Repeat exactly the lines of the listing from the line containing "TARGET: dried flower bouquet" through its last line, and nothing beyond them.
begin Material for this exercise
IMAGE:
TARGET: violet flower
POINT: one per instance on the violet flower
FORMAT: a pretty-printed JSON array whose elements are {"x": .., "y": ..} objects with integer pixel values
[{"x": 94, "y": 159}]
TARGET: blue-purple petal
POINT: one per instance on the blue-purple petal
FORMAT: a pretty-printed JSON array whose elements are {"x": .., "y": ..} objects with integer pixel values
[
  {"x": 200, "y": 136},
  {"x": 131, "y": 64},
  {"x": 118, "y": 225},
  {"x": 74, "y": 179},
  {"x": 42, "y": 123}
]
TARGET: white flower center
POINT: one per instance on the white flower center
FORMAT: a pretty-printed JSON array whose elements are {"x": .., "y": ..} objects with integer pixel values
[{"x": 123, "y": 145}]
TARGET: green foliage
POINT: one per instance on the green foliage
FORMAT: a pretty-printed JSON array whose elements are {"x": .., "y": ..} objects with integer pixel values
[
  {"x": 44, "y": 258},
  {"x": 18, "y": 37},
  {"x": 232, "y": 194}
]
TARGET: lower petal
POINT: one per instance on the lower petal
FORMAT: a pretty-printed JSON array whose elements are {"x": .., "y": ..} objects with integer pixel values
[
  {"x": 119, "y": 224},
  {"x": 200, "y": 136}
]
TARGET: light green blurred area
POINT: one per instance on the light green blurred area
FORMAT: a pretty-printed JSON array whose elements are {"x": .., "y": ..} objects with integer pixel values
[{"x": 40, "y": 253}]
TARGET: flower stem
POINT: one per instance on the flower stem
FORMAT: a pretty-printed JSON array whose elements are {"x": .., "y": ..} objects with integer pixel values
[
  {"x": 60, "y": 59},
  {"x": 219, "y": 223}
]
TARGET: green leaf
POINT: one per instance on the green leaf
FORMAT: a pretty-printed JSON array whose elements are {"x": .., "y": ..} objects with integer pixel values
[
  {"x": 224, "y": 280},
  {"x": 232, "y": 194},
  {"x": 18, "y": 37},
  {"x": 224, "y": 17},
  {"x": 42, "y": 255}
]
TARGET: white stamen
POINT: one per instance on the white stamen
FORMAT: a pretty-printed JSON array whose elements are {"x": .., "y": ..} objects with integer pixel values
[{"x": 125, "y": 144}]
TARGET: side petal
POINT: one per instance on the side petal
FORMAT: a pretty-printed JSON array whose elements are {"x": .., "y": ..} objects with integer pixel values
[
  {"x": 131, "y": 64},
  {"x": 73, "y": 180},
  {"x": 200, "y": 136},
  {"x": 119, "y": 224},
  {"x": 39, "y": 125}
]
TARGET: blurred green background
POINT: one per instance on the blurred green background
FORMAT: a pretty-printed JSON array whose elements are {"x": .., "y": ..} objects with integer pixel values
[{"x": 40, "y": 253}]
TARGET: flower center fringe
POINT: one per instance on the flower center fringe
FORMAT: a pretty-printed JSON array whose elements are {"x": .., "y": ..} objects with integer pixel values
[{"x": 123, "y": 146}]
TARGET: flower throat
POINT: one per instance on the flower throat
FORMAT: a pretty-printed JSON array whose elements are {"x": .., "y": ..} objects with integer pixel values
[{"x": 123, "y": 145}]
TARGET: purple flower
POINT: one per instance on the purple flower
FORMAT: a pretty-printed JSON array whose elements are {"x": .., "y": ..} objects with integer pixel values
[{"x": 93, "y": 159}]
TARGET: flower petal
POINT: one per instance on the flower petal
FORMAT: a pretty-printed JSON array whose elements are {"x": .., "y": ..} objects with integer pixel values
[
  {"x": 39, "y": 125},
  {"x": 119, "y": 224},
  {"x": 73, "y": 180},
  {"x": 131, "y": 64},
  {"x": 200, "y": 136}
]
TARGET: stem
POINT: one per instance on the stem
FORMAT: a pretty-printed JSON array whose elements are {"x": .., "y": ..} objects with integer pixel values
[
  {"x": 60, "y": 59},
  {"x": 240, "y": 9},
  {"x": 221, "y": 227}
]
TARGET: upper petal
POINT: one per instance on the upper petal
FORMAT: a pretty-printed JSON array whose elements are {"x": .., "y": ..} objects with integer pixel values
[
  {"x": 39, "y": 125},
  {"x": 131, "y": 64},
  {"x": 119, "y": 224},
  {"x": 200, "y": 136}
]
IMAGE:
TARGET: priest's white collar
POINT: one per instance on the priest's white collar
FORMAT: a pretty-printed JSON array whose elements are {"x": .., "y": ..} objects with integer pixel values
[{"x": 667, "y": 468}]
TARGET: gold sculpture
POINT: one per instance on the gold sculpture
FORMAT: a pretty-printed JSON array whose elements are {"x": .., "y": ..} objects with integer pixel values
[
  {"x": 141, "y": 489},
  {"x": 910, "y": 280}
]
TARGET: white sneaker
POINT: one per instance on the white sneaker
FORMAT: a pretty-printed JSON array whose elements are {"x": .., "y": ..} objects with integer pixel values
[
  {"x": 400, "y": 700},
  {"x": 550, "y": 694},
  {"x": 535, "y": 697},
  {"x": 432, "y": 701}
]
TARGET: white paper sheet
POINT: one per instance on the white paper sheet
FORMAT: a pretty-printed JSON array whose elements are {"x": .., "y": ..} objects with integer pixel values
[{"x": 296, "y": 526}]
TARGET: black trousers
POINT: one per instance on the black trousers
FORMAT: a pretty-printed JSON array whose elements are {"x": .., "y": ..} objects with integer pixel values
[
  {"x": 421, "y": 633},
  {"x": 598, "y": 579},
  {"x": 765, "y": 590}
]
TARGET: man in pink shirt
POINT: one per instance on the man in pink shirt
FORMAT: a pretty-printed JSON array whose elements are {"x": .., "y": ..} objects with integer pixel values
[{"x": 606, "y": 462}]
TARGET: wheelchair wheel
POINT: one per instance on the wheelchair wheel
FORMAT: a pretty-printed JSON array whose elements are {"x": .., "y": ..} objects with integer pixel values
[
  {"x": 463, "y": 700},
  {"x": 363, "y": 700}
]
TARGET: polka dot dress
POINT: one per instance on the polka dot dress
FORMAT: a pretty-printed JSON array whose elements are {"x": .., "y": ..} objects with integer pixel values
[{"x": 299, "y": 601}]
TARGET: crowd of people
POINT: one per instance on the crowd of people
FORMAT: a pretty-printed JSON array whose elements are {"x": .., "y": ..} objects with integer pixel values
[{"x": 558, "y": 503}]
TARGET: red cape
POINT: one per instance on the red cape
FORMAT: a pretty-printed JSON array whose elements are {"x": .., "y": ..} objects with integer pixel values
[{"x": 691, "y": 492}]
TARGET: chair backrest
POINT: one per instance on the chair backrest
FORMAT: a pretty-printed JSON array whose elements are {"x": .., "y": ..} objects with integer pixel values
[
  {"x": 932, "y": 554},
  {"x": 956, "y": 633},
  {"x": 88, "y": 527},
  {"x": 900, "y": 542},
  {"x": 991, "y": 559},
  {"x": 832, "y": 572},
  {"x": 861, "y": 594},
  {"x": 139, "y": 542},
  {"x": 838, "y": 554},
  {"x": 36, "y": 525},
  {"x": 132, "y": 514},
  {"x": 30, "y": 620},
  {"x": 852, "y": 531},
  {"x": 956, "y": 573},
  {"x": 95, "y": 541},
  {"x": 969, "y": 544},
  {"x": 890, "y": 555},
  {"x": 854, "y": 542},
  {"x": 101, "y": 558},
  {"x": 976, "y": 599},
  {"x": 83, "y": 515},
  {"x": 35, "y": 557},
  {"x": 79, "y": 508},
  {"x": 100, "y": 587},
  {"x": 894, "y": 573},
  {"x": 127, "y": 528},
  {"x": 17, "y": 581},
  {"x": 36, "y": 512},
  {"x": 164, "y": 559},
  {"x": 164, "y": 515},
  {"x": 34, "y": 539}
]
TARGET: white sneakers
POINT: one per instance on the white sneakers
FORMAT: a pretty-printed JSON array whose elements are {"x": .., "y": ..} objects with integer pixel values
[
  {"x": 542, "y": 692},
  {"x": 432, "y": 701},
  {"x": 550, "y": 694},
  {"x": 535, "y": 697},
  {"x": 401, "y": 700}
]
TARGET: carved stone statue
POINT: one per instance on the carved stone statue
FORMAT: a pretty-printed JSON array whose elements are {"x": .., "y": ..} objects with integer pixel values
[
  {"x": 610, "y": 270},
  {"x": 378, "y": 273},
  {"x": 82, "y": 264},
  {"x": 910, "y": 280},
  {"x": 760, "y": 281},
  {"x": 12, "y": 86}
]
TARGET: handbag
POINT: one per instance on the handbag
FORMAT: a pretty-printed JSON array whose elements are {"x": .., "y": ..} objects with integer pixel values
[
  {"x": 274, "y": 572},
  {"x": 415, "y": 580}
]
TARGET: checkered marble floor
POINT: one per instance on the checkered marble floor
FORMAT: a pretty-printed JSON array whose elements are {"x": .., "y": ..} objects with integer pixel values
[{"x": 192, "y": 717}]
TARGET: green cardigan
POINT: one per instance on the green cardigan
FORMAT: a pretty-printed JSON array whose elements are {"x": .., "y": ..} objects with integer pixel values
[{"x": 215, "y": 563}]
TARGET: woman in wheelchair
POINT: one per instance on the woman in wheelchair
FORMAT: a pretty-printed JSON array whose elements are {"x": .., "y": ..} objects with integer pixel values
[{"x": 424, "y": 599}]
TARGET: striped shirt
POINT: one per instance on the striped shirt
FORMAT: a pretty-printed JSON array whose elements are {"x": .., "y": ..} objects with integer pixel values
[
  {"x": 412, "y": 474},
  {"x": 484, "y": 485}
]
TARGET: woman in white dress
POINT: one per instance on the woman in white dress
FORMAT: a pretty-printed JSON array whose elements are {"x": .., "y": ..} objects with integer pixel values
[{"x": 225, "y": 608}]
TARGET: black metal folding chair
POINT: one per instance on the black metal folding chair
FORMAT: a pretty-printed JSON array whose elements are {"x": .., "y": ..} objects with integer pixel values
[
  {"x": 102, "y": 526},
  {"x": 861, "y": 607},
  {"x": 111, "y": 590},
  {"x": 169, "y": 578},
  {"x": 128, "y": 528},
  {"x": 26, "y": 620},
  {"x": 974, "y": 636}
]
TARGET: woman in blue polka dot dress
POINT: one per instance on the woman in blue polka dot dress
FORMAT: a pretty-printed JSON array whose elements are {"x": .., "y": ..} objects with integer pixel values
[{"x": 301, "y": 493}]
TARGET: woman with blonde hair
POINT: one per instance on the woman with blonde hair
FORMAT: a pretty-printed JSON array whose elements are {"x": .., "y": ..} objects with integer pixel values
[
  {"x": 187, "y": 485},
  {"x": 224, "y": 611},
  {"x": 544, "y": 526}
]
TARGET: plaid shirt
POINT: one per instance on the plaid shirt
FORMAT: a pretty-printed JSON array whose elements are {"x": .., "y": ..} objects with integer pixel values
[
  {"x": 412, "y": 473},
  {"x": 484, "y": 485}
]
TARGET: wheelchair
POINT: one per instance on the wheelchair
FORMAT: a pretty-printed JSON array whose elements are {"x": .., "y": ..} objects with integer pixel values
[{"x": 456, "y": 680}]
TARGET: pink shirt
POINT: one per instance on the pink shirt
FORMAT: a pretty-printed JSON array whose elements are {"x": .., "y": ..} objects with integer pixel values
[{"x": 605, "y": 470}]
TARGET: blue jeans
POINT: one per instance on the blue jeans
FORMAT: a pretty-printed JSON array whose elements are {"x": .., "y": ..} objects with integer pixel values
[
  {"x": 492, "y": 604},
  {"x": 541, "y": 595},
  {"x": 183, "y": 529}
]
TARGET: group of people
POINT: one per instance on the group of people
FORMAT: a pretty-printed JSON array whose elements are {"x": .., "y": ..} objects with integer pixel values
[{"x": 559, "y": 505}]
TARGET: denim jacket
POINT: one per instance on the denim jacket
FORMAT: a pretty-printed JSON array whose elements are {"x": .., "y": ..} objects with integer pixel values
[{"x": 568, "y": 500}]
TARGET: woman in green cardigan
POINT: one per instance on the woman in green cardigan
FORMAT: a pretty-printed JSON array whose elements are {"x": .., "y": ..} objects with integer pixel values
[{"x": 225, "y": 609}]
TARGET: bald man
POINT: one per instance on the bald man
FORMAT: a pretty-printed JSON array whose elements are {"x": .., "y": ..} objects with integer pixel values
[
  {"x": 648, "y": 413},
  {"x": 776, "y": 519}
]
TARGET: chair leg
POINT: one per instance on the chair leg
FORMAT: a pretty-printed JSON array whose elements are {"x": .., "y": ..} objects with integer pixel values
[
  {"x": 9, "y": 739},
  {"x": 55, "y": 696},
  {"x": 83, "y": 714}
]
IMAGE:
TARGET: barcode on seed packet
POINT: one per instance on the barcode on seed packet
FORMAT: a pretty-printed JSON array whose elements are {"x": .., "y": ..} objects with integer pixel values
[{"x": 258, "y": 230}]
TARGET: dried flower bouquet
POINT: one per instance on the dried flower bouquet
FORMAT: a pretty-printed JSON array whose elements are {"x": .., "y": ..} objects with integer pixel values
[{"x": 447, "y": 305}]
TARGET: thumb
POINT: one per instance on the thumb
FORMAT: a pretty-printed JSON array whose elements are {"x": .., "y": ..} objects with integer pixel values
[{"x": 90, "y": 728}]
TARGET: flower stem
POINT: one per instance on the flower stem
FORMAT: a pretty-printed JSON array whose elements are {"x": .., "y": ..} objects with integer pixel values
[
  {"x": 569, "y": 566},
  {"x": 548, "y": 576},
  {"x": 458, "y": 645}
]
end Material for this exercise
- _Answer to this exercise_
TARGET: dried flower bouquet
POINT: one per instance on the dried flower bouquet
FORMAT: a pretty-printed JSON array whose elements are {"x": .., "y": ..} objects with integer pixel values
[{"x": 447, "y": 305}]
TARGET: thumb
POINT: one per instance on the thumb
FORMAT: a pretty-printed JSON array whose elements are {"x": .., "y": ..} objects with integer pixel values
[{"x": 90, "y": 728}]
TARGET: flower stem
POINT: one per instance on the flower stem
FORMAT: a pretty-printed JSON array whose elements are {"x": .., "y": ..} objects with integer pixel values
[
  {"x": 569, "y": 566},
  {"x": 548, "y": 576},
  {"x": 458, "y": 645}
]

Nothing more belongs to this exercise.